[SET PROBLEM]:
Please rewrite each of the entries below, swapping "Objective" for "Goal" and keeping every other character the same.

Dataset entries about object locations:
■ ■ ■ ■
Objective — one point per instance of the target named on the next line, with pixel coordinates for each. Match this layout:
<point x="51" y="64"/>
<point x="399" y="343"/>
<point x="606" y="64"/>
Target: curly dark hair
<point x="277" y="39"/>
■ ■ ■ ■
[OUTPUT FOR THIS EXERCISE]:
Goal — one point per instance of the target named on the next line, with pixel coordinates for each. Match this layout:
<point x="51" y="64"/>
<point x="399" y="343"/>
<point x="606" y="64"/>
Target: curly dark hair
<point x="277" y="39"/>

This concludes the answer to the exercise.